Records from a dataset:
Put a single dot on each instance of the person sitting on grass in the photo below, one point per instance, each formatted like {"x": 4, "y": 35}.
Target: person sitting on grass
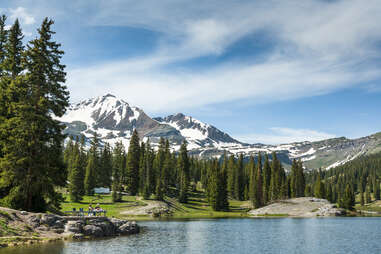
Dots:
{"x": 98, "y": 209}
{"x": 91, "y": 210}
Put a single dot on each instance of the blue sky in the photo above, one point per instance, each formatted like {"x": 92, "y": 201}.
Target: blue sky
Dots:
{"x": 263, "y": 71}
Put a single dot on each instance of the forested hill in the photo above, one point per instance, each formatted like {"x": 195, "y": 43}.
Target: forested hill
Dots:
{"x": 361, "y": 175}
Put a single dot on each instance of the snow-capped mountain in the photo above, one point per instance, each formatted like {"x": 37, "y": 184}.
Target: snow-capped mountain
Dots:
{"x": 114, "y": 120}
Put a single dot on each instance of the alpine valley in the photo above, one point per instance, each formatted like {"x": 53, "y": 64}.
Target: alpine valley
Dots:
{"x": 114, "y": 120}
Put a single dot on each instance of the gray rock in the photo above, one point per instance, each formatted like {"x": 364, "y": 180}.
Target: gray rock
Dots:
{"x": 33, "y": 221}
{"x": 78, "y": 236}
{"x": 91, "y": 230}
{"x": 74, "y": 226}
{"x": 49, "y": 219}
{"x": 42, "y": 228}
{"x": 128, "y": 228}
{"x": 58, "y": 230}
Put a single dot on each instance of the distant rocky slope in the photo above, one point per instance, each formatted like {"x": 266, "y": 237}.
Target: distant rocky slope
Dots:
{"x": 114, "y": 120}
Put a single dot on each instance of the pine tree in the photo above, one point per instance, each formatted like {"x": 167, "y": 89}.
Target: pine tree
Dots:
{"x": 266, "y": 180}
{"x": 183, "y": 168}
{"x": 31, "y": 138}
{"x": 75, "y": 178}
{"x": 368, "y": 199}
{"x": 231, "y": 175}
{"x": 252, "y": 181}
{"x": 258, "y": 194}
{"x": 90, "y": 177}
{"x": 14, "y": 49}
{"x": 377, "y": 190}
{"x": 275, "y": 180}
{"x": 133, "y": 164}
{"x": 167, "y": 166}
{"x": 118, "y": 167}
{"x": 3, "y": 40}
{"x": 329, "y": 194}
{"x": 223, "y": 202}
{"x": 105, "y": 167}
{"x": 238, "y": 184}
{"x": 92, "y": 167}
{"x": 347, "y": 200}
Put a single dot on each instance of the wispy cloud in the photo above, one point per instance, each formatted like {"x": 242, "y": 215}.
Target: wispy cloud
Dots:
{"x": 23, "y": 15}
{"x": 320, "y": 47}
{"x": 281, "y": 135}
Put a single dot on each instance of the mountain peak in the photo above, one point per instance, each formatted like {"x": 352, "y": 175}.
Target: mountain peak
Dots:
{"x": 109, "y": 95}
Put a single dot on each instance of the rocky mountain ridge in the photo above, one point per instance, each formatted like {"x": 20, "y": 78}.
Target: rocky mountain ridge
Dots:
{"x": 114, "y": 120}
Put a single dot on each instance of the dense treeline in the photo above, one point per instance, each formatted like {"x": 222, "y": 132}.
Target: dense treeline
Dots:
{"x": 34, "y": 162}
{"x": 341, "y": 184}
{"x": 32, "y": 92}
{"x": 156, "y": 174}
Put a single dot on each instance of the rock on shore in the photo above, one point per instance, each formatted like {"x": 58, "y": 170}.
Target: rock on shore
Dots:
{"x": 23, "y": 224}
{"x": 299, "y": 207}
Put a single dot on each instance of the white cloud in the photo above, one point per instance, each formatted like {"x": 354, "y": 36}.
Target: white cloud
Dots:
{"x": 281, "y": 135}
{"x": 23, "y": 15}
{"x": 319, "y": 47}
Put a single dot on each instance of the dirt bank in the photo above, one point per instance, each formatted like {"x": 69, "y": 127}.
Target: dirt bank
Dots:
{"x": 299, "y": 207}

* * *

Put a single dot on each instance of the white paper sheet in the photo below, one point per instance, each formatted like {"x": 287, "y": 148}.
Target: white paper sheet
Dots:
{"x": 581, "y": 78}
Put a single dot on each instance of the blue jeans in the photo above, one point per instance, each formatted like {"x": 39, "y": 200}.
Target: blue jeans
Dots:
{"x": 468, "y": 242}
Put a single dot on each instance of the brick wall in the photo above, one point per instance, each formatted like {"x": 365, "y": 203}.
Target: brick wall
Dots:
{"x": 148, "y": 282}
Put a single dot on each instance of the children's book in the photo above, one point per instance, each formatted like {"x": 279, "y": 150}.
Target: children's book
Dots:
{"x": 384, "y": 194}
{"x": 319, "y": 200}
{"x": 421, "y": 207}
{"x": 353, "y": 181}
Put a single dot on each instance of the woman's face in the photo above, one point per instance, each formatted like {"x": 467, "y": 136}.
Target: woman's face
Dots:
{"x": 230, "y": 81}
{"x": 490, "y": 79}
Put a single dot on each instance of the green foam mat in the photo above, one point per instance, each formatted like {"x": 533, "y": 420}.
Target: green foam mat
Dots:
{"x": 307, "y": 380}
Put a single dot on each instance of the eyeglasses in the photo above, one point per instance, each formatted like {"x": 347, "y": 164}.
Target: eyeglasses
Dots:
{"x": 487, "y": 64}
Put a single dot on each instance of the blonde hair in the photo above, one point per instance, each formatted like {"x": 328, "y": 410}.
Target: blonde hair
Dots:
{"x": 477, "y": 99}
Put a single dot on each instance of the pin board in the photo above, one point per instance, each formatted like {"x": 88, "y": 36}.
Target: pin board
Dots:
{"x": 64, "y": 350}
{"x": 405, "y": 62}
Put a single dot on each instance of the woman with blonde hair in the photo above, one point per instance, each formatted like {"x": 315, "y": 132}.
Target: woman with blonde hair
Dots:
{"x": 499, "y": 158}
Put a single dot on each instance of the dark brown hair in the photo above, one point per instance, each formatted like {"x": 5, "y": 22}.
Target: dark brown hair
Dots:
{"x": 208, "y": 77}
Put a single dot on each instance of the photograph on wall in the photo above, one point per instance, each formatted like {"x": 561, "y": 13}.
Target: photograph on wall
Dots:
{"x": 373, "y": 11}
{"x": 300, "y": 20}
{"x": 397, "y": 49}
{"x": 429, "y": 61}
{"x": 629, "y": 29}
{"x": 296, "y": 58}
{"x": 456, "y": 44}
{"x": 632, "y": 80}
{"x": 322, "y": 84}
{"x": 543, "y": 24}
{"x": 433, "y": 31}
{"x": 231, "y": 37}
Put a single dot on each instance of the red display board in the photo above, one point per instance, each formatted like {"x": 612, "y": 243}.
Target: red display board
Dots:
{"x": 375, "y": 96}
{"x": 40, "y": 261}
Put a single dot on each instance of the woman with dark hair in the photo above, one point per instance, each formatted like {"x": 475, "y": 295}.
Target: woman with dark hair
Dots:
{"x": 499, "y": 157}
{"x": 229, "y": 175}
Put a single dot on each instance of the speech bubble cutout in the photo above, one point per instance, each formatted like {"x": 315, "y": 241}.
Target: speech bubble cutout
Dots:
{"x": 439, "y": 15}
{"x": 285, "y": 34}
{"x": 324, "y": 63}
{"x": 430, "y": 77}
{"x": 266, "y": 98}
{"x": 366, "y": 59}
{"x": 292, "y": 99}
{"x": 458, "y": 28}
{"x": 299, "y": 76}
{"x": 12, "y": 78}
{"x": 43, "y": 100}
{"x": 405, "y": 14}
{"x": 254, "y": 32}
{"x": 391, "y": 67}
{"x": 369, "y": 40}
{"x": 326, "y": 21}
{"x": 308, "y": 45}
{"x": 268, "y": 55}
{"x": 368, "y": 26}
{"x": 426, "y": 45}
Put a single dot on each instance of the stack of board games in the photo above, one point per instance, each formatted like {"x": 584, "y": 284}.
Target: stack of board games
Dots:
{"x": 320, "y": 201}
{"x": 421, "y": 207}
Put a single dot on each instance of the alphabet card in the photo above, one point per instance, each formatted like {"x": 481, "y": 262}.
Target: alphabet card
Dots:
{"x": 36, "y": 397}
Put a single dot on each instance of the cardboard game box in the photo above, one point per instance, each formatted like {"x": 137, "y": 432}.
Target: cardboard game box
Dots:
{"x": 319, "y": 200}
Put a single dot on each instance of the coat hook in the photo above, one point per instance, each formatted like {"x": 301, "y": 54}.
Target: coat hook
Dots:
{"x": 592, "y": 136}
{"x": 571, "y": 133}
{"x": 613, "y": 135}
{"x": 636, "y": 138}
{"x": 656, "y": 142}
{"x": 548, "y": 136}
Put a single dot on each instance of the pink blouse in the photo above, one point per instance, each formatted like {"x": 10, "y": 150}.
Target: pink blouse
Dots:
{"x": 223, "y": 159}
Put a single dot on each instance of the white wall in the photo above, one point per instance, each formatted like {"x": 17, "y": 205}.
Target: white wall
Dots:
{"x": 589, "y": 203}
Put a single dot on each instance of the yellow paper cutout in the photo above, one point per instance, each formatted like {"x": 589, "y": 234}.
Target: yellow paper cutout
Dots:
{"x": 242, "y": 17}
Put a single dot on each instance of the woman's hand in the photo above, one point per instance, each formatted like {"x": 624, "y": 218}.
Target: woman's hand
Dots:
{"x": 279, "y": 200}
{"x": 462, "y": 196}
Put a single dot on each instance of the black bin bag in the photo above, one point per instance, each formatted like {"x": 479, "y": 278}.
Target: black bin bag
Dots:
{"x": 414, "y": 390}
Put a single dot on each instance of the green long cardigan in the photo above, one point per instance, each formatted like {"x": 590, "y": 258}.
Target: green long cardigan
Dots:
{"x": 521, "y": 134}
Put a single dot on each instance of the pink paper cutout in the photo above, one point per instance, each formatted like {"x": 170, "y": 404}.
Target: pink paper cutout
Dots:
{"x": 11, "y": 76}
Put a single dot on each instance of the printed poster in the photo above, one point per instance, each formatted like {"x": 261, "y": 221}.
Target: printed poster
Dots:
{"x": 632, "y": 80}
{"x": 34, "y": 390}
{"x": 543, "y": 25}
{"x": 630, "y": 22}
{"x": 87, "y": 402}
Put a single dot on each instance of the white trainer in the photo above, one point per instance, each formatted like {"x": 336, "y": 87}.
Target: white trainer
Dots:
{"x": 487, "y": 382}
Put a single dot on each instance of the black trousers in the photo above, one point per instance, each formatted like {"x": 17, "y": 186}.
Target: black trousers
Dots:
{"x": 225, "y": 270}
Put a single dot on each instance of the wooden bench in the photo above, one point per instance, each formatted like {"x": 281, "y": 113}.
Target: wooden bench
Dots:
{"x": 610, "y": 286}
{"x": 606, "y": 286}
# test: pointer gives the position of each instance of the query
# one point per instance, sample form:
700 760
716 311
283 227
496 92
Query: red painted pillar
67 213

--

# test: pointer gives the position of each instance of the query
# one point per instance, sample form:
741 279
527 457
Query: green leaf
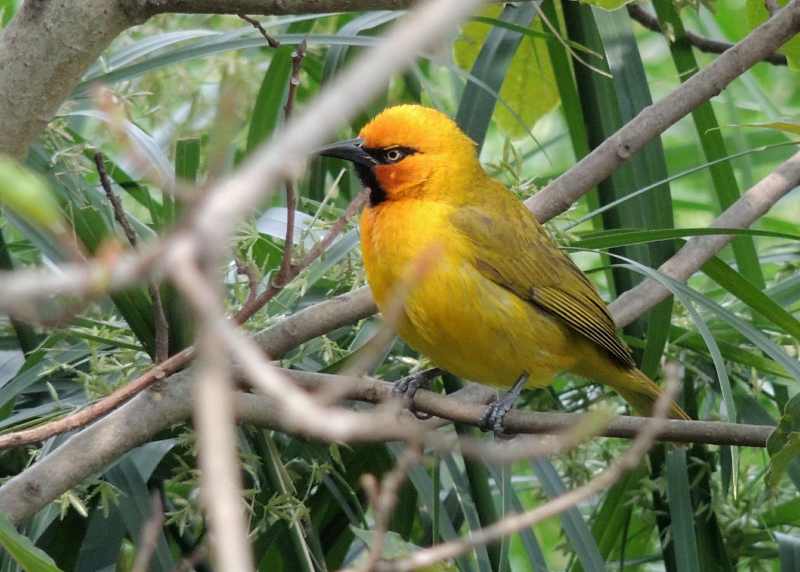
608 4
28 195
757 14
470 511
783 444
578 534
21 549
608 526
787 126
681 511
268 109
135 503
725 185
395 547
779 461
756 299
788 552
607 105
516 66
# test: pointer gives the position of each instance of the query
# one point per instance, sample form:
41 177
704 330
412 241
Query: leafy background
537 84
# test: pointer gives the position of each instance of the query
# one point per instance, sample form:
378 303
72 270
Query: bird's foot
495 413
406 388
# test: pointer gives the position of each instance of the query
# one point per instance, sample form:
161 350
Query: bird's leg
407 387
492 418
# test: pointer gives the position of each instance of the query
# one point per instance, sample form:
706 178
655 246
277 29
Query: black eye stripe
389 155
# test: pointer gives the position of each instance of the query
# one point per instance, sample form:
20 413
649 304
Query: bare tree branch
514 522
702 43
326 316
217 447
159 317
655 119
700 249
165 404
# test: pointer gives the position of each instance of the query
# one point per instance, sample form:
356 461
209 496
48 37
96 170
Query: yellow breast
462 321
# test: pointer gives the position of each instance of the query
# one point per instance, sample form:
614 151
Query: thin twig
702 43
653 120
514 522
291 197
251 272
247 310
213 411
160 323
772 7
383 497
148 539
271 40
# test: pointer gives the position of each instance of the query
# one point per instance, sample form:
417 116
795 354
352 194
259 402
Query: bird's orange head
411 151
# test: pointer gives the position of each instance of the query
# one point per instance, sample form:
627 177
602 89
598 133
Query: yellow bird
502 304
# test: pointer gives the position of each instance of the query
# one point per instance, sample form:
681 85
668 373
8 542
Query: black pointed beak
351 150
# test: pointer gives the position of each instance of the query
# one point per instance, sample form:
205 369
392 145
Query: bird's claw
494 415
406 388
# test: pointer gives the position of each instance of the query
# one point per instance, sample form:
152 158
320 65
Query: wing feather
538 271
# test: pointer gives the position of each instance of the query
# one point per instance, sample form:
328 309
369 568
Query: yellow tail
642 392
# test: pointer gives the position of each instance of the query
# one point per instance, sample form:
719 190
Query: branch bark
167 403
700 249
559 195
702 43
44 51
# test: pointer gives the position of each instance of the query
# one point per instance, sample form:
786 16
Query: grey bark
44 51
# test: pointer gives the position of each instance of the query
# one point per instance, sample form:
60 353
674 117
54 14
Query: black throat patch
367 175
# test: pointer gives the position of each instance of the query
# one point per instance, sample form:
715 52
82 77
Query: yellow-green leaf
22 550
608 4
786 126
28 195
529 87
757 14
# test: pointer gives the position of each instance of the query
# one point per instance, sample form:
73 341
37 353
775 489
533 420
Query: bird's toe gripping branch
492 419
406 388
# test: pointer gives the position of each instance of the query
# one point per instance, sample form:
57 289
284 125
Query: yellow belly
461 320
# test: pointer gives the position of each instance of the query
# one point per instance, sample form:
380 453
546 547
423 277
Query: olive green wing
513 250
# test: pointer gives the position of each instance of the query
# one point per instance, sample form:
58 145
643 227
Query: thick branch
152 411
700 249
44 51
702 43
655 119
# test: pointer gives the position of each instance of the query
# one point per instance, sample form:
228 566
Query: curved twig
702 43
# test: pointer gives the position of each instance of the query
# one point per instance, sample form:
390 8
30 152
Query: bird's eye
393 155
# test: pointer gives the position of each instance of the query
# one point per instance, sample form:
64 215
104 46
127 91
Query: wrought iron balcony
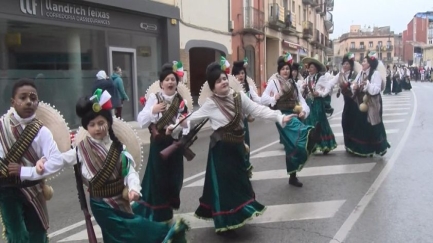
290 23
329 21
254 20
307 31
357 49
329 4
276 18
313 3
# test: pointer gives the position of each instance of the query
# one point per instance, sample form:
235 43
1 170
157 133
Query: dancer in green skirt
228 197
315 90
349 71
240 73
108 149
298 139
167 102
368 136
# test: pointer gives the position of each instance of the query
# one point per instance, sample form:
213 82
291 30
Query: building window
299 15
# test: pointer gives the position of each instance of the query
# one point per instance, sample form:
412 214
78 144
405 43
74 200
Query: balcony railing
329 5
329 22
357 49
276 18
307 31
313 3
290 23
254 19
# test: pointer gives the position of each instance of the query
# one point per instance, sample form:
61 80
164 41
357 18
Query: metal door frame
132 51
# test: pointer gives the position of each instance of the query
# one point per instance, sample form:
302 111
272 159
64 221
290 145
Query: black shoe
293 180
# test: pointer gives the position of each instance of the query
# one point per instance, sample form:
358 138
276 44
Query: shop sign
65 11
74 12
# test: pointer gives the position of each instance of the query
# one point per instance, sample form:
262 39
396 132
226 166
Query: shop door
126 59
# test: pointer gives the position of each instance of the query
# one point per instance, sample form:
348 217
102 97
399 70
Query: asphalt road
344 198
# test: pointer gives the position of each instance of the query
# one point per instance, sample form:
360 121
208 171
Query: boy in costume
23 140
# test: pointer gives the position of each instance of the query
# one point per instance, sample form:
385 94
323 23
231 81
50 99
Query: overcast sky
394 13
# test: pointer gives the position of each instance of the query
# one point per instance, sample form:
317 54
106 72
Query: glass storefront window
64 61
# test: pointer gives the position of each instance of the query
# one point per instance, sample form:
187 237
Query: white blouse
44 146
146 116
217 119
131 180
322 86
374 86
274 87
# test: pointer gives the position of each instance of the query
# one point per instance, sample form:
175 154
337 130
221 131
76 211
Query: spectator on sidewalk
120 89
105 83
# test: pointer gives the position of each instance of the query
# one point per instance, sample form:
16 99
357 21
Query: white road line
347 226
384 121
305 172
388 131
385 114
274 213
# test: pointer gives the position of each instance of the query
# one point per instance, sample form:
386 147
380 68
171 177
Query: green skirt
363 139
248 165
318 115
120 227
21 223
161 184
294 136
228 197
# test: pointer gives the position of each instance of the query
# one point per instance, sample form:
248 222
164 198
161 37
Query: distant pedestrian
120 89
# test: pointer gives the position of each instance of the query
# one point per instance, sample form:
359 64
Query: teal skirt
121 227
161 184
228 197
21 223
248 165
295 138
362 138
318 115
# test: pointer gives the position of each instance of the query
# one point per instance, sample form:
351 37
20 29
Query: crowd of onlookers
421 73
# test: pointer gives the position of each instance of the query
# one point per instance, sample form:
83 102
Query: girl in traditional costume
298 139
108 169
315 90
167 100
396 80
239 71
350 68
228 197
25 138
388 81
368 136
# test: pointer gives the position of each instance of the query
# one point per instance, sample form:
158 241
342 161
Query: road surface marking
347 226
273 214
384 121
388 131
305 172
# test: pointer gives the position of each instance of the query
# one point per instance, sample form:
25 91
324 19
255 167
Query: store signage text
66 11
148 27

◆ WHAT IS BEING ASKED
Find "Put a single dot on each instance of the speech" in the entries above and copy that whole line exactly, then each line after it through the line that contains "Target: speech bubble cutout".

◆ RESULT
Put a single dot on each instance of the speech bubble cutout in the photo above, one point per instance, each formatted like {"x": 315, "y": 241}.
Target: speech bubble cutout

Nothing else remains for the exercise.